• _Problem to work on_:
Answer these questions from the post about LWP in Bio::DB::GenBank.pm, one answer per line.
(a) What class name does Jason Stajich suggest for remote database access?
(b) What class had Hilmar Lapp proposed earlier?
(c) According to the post, why have all data already been read by the time $ua->request() returns?

• _Page text_:
[Bioperl-l] LWP in Bio::DB::GenBank.pm

Hilmar Lapp hlapp@gmx.net
Sat, 25 Nov 2000 23:51:33 -0800

Jason Stajich wrote:
> Hilmar, have you made any progress on the concept of a single class for DB
> remote access with GenBank and GenPept inheriting off of it?  It would make
> sense to try and do all the changes at the same time, and DB::SwissProt
> might fit into that as well? It is just a different base url.  Perhaps we
> need a class that is Bio::DB::WebDB.

I was proposing something in this notion, namely a NetIO class.
Something more focused like Bio::DB::WebDB is probably the better
starting point. Yes, let's do this. The extent of code duplication in
the Bio::DB classes tends to be embarassing.

Regarding streaming through LWP, it is not really clear to me how to
turn a callback into a stream of sequences that can be processed by
client-code one after the other. If you look at the code of LWP, you may
notice that processing of the stream (reading from the socket) is deeply
buried, subclassing LWP::UserAgent to me doesn't seem to help. As a
difference to returning a SeqIO object, which in fact reads from the
socket on demand of the client requesting the next sequence, a callback
puts control to the LWP code. At the time $ua->request() and therefore
$genbank->get_stream_by_XXX() return to the client-side caller, all data
have by definition already been read (since Perl is not multithreaded!).

• _Records supplied_:

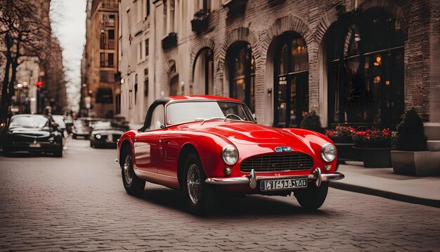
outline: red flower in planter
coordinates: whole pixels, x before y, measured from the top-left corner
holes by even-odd
[[[391,132],[389,129],[358,131],[354,134],[354,139],[356,147],[391,148]]]

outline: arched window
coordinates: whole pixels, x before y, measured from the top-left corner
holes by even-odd
[[[274,126],[298,127],[309,111],[309,56],[304,39],[292,32],[280,39],[275,57]]]
[[[210,49],[198,53],[194,65],[193,80],[193,94],[214,94],[214,57]]]
[[[229,96],[255,112],[255,60],[249,43],[238,42],[228,51]]]
[[[403,113],[403,37],[396,19],[375,8],[326,42],[328,122],[394,125]]]
[[[169,61],[169,96],[181,95],[179,84],[179,74],[176,72],[176,61]]]

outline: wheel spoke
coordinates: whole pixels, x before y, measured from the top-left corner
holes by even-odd
[[[197,204],[200,199],[202,189],[200,174],[197,165],[193,163],[190,165],[186,177],[188,194],[191,202],[193,204]]]

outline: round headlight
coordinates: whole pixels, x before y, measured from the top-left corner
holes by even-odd
[[[233,145],[226,145],[221,150],[221,158],[226,165],[234,165],[238,160],[238,150]]]
[[[336,147],[332,144],[324,144],[321,149],[321,156],[325,162],[332,162],[336,158]]]

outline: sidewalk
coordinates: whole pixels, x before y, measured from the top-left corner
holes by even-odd
[[[339,165],[345,178],[330,187],[396,201],[440,208],[440,177],[398,175],[392,168],[365,168],[362,162]]]

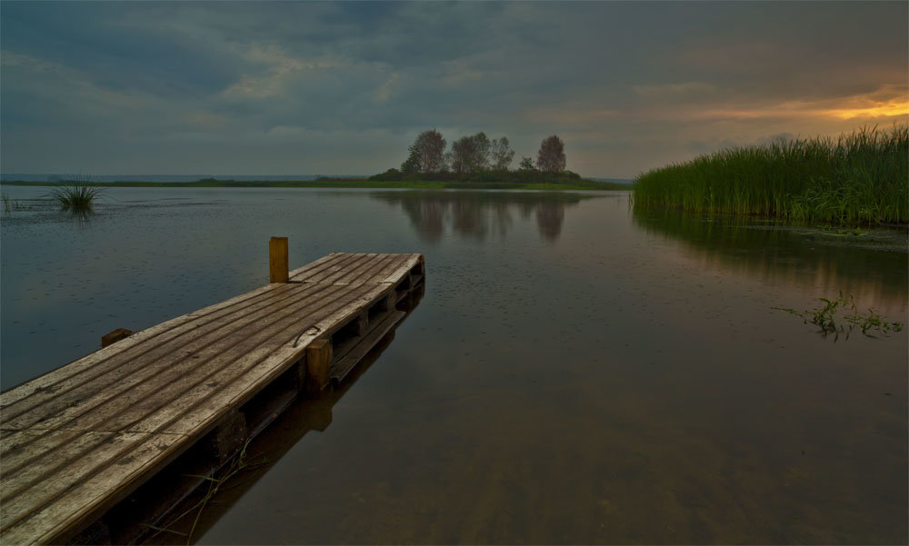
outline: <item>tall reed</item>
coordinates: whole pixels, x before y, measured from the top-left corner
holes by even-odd
[[[60,209],[73,213],[90,213],[95,207],[95,200],[104,188],[87,184],[73,186],[58,186],[51,190],[50,196],[60,204]]]
[[[835,224],[906,223],[909,127],[701,155],[642,174],[634,206]]]

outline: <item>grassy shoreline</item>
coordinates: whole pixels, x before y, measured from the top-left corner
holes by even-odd
[[[3,181],[0,185],[60,187],[68,182]],[[85,185],[80,183],[80,185]],[[87,185],[108,188],[379,188],[427,190],[546,190],[546,191],[614,191],[631,190],[631,184],[581,180],[564,184],[519,184],[512,182],[444,182],[444,181],[377,181],[366,179],[204,180],[196,182],[98,182]]]
[[[733,148],[654,169],[634,184],[635,208],[732,213],[786,222],[909,222],[909,129],[861,129]]]

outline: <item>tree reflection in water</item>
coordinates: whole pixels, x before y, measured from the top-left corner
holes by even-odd
[[[446,227],[464,238],[483,241],[489,233],[501,236],[514,224],[516,211],[523,219],[536,220],[540,236],[556,241],[562,233],[565,208],[592,196],[563,193],[510,192],[377,192],[375,199],[400,205],[420,239],[437,243]]]

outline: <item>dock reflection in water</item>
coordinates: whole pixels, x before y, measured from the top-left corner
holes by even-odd
[[[366,353],[340,383],[332,384],[319,393],[299,397],[294,401],[274,422],[249,442],[240,471],[225,481],[215,495],[204,500],[208,488],[205,485],[200,487],[171,511],[164,519],[165,522],[157,522],[150,527],[151,534],[143,543],[186,544],[187,540],[191,542],[198,540],[304,436],[314,431],[325,432],[332,424],[335,405],[392,343],[397,328],[410,318],[423,299],[424,287],[425,285],[420,286],[409,296],[407,315]],[[138,501],[142,501],[143,499]],[[128,508],[125,510],[125,512],[119,514],[120,517],[129,517]],[[143,523],[138,522],[139,525]],[[149,524],[145,523],[145,526],[149,527]]]

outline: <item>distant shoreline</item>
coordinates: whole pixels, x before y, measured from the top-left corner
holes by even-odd
[[[581,180],[564,184],[523,184],[514,182],[444,182],[444,181],[377,181],[367,179],[323,178],[320,180],[200,180],[196,182],[29,182],[2,181],[11,186],[91,185],[105,188],[379,188],[426,190],[546,190],[546,191],[615,191],[634,189],[634,184]]]

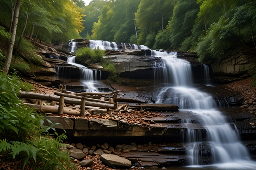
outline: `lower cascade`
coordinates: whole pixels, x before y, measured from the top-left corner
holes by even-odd
[[[156,103],[175,105],[180,110],[192,111],[198,116],[197,121],[205,129],[204,132],[189,128],[182,130],[182,141],[186,148],[189,164],[198,166],[204,164],[202,159],[207,155],[212,158],[208,163],[218,168],[255,169],[256,164],[251,160],[237,131],[216,108],[213,98],[193,87],[190,63],[177,58],[177,53],[173,52],[152,50],[151,55],[162,58],[166,64],[163,68],[163,81],[167,85],[160,90]],[[206,84],[209,84],[209,69],[205,68],[207,65],[203,66],[206,70]],[[194,123],[192,122],[184,120],[181,123]],[[202,150],[204,145],[207,149]]]

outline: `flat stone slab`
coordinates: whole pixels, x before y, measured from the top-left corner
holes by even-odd
[[[132,162],[129,160],[115,155],[104,154],[100,159],[105,163],[112,166],[130,167]]]
[[[85,118],[77,118],[75,119],[75,128],[77,130],[88,130],[89,126],[88,120]]]
[[[133,163],[142,162],[143,166],[155,166],[160,165],[182,165],[186,161],[185,156],[179,155],[171,155],[153,152],[130,152],[121,154],[120,156],[131,160]],[[153,163],[156,163],[155,164]],[[150,164],[151,165],[150,165]]]
[[[61,129],[73,129],[74,128],[74,121],[65,117],[60,116],[47,116],[45,119],[50,121],[53,124],[58,123],[58,125],[54,125],[53,128]],[[51,124],[47,120],[44,121],[43,125],[50,127]]]
[[[89,122],[90,130],[113,130],[117,128],[117,122],[111,120],[92,118]]]

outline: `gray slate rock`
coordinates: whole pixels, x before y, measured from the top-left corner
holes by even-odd
[[[101,156],[102,155],[105,154],[105,152],[103,151],[102,150],[102,149],[98,149],[96,151],[96,152],[93,152],[93,153],[95,154],[95,155],[98,155],[100,156]]]
[[[88,149],[86,147],[85,148],[84,148],[84,149],[83,149],[83,152],[84,152],[84,153],[86,155],[87,155],[88,154],[88,153],[89,152],[89,151],[88,150]]]
[[[84,148],[84,147],[83,146],[83,145],[81,143],[77,143],[75,146],[77,149],[81,149],[82,150]]]
[[[70,156],[75,159],[81,159],[84,158],[86,155],[85,155],[85,154],[83,153],[83,152],[74,152],[71,153]]]
[[[78,164],[82,167],[90,166],[93,164],[93,161],[91,159],[84,159],[78,163]]]
[[[115,155],[104,154],[100,159],[106,164],[112,166],[131,167],[132,162],[126,159]]]

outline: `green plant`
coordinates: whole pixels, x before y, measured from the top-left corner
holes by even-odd
[[[17,96],[21,82],[15,73],[0,71],[0,154],[1,163],[21,160],[35,169],[75,169],[66,151],[60,151],[64,134],[56,139],[47,133],[53,128],[43,126],[43,117],[28,108]]]
[[[5,39],[10,39],[11,38],[11,35],[6,31],[5,28],[0,26],[0,37]]]

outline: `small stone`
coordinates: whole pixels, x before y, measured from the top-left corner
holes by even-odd
[[[88,154],[88,153],[89,152],[89,151],[88,150],[88,149],[87,149],[87,147],[86,147],[84,148],[84,149],[83,149],[83,152],[84,152],[84,153],[86,155],[87,155]]]
[[[82,143],[77,143],[75,146],[75,147],[77,149],[81,149],[81,150],[82,150],[84,148],[84,147],[83,146],[83,145],[82,144]]]
[[[104,152],[106,153],[108,153],[108,154],[111,154],[111,153],[112,152],[110,151],[109,151],[108,150],[106,150],[106,149],[103,149],[103,151]]]
[[[123,144],[122,145],[116,145],[116,148],[117,149],[122,149],[123,148],[123,147],[124,145],[125,145],[125,144]]]
[[[93,146],[91,148],[91,149],[92,150],[95,150],[95,149],[96,149],[96,146],[95,146],[95,145]]]
[[[130,152],[131,150],[131,149],[130,148],[128,148],[126,150],[123,150],[123,152],[125,153],[129,152]]]
[[[103,145],[101,146],[100,147],[102,149],[107,149],[108,148],[108,144],[105,143]]]
[[[135,150],[137,150],[137,148],[135,146],[133,146],[133,145],[131,147],[131,149],[132,151],[135,151]]]
[[[114,149],[113,147],[110,147],[108,148],[108,151],[110,151],[110,152],[113,152],[114,150],[115,150],[115,149]]]
[[[85,154],[82,152],[72,152],[70,154],[70,156],[73,157],[74,159],[83,159],[86,156]]]
[[[93,164],[93,160],[91,159],[84,159],[78,163],[78,164],[82,167],[90,166]]]
[[[90,150],[88,152],[89,155],[93,156],[93,152],[94,152],[94,151],[93,150]]]
[[[128,109],[127,110],[127,112],[128,113],[130,113],[132,112],[133,110],[132,109]]]
[[[93,152],[93,153],[95,154],[95,155],[98,155],[100,156],[101,156],[103,154],[105,154],[105,153],[104,153],[104,152],[101,149],[99,149],[97,150],[96,150],[95,152]]]
[[[128,149],[130,149],[131,147],[132,147],[131,145],[125,145],[124,146],[124,147],[122,148],[122,149],[123,149],[123,150],[127,150]]]

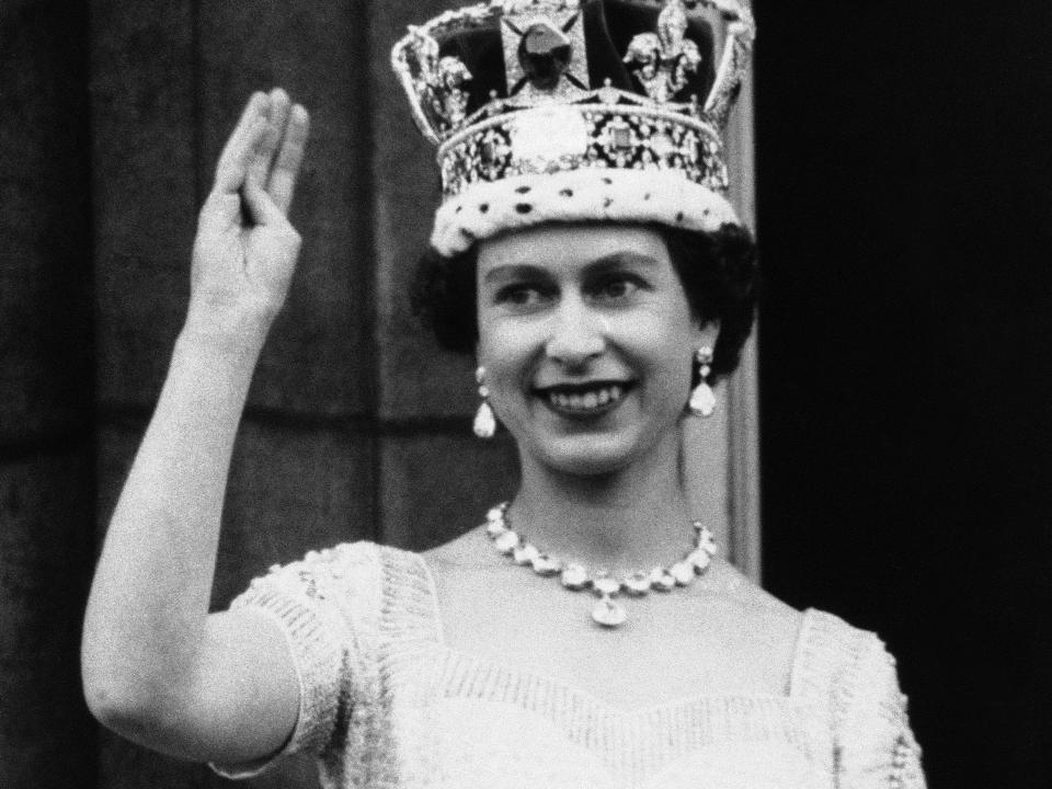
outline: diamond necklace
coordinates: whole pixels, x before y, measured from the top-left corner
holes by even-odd
[[[592,609],[592,619],[607,628],[615,628],[628,619],[628,611],[615,598],[621,593],[642,597],[651,590],[671,592],[676,586],[689,586],[696,575],[708,570],[716,556],[716,540],[708,526],[693,522],[696,539],[683,559],[668,567],[658,565],[650,572],[633,572],[618,581],[606,570],[591,573],[583,564],[563,562],[542,552],[524,536],[512,529],[507,519],[508,502],[498,504],[485,515],[485,531],[493,546],[519,567],[530,567],[545,578],[559,576],[563,587],[571,592],[591,590],[599,598]]]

• _Reply_:
(a) Bio::DB::WebDB
(b) A NetIO class
(c) Because Perl is not multithreaded